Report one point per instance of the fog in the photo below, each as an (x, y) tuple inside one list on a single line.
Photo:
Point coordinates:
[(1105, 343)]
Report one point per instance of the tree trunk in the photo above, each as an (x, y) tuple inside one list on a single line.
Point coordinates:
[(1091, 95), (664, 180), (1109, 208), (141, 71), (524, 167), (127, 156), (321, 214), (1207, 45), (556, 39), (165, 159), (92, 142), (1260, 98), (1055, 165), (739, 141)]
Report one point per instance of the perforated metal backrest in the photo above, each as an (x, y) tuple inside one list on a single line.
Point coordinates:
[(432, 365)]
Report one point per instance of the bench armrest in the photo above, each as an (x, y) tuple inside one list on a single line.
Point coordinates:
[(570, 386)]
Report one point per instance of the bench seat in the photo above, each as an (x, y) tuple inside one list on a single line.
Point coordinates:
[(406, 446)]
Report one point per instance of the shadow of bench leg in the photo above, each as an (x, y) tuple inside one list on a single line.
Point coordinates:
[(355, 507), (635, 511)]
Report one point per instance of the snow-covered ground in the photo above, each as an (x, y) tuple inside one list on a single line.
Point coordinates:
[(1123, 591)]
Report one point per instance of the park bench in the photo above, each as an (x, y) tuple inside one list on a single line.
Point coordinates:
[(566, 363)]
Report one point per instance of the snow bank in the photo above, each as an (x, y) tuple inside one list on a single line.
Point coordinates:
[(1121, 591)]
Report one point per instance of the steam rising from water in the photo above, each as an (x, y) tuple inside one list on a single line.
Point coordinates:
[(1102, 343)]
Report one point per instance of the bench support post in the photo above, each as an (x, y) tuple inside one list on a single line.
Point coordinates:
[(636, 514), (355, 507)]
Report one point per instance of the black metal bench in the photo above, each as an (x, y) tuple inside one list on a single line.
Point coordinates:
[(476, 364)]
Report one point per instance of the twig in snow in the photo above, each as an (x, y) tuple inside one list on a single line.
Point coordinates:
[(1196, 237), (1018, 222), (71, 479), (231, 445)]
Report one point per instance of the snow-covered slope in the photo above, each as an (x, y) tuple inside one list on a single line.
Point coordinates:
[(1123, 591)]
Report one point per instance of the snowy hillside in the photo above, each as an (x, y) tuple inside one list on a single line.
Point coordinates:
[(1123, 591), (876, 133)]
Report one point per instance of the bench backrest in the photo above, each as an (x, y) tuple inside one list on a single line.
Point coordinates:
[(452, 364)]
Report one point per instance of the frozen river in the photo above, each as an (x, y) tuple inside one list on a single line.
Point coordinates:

** WHAT THE TASK REQUIRES **
Convert the rows from the beginning through the line containing "[(1105, 343)]" into a Markdown table with the columns No. and Text, giving each line its number and leaving out blank lines.

** WRITTEN SOLUTION **
| No. | Text |
|---|---|
| 1 | Report one point per instance of the fog in the photo below, each as an (x, y) tuple inside one list on a single line. |
| 2 | Photo: |
| 3 | Point coordinates: |
| 4 | [(1105, 343)] |